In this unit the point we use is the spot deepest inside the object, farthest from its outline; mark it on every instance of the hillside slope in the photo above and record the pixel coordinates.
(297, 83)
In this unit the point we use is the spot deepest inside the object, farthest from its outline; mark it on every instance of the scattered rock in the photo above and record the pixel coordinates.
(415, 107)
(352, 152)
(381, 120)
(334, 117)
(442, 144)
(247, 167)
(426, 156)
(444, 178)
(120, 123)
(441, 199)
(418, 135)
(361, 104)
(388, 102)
+---+
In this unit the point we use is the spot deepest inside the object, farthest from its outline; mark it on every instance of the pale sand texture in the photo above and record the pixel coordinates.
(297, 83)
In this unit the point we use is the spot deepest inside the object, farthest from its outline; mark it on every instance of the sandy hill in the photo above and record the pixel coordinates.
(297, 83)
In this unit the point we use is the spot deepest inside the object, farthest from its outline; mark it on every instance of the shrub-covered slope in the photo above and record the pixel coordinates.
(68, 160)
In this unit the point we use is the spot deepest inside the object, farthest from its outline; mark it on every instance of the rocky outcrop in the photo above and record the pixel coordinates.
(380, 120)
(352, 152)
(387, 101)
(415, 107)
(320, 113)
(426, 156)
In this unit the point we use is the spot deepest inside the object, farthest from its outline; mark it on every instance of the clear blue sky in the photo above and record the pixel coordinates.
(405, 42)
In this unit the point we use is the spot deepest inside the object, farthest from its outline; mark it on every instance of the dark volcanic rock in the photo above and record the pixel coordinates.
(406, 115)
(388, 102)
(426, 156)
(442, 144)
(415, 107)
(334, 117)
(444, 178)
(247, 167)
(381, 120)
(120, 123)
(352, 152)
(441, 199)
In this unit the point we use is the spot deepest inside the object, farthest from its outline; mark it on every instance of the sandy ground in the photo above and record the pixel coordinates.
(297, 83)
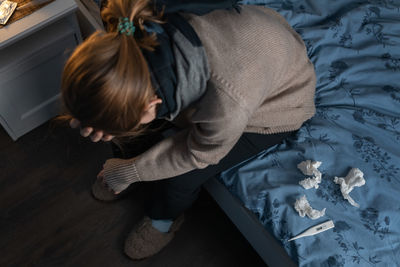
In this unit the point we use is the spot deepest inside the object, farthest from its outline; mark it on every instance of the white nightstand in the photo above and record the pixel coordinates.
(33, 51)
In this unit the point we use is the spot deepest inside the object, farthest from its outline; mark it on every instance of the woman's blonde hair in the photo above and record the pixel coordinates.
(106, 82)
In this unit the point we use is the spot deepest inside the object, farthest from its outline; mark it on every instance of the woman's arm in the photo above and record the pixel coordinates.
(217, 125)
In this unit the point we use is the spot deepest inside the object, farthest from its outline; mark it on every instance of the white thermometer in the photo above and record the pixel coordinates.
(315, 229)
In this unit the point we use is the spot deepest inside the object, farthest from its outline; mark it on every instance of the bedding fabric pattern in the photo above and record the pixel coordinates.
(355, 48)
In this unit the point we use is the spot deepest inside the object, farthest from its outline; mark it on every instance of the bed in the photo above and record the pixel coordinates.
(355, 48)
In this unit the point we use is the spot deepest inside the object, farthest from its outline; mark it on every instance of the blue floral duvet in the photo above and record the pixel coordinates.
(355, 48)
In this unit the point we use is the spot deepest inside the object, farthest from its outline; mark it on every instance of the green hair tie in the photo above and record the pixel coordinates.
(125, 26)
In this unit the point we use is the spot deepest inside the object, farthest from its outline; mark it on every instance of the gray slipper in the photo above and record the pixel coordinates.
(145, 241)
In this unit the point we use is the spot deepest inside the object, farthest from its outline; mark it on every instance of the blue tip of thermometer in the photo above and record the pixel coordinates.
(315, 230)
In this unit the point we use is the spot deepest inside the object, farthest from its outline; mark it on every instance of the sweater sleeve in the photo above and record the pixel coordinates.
+---+
Transfer every line of the material in full, from the line containing "the blue tip" through the line containing "of the sweater", both ends included, and add 19 to each number in the pixel coordinates given as answers.

■ **ANSWER FOR THIS EXERCISE**
In this unit the point we use is the spot deepest inside the object, farthest from its outline; mark it on every instance of the blue tip of thermometer in the photo above and record the pixel coordinates.
(334, 249)
In this unit the point we use is the spot deepest inside the object, farthest from its outline; mark it on every instance of the sweater sleeve in the photo above and record the pixel coordinates.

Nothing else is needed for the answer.